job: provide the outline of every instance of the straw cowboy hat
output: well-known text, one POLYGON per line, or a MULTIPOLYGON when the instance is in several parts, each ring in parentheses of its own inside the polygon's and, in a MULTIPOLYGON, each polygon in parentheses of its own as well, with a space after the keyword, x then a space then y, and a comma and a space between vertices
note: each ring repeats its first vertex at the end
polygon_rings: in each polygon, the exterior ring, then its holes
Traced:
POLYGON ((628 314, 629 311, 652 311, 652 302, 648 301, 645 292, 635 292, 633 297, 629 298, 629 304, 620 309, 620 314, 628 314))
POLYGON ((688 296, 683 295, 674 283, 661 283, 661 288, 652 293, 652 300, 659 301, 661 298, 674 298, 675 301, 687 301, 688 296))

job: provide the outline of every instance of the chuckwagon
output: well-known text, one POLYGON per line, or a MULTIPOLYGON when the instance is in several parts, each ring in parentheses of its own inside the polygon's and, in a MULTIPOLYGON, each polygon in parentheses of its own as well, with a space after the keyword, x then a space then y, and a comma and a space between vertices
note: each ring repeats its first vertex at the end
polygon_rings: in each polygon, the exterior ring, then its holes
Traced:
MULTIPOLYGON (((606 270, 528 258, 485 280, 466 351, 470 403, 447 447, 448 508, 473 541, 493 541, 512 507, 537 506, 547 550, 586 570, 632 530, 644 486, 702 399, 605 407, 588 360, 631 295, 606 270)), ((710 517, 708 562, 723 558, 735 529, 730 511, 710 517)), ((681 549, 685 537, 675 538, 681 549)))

• _TASK INSTRUCTIONS_
Could you format every line of the listing above as a numbered list, leaving out the blank lines?

• _RESULT FOR THIS EXERCISE_
1. job: provide the outline of every instance of the straw cowboy hat
2. output: well-known text, one POLYGON per line, or a MULTIPOLYGON when the instance is in several parts, each ring in parentheses of its own inside the polygon's and, in a MULTIPOLYGON, each polygon in parentheses of its own as well, with a space after the keyword, x then a space then y, and a comma and a space between vertices
3. note: each ring repeats its first vertex at the end
4. polygon_rings: in each polygon, the exterior ring, then its holes
5. Traced:
6. POLYGON ((628 314, 629 311, 652 311, 652 302, 648 301, 645 292, 635 292, 633 297, 629 298, 629 304, 620 309, 620 314, 628 314))
7. POLYGON ((688 296, 683 295, 674 283, 661 283, 661 288, 652 293, 652 300, 659 301, 661 298, 674 298, 675 301, 687 301, 688 296))
8. job: provide the outline of every instance of the chuckwagon
9. output: well-known text, one POLYGON per line, or a MULTIPOLYGON when the instance is in several parts, each ring in parentheses of its own inside the polygon's and, in a MULTIPOLYGON, each polygon in parentheses of its own as well, with a space after the keyword, x then a space then y, and a comma and a space between vertices
10. note: each ring repeats its first vertex at the end
11. polygon_rings: in each polygon, the exterior ring, then its holes
12. Traced:
13. MULTIPOLYGON (((606 270, 528 258, 485 280, 466 351, 470 403, 447 447, 448 508, 473 541, 493 541, 512 507, 537 506, 547 550, 586 570, 632 530, 644 486, 702 399, 605 407, 588 360, 631 295, 606 270)), ((710 517, 708 562, 723 558, 735 529, 730 511, 710 517)), ((681 549, 685 537, 675 538, 681 549)))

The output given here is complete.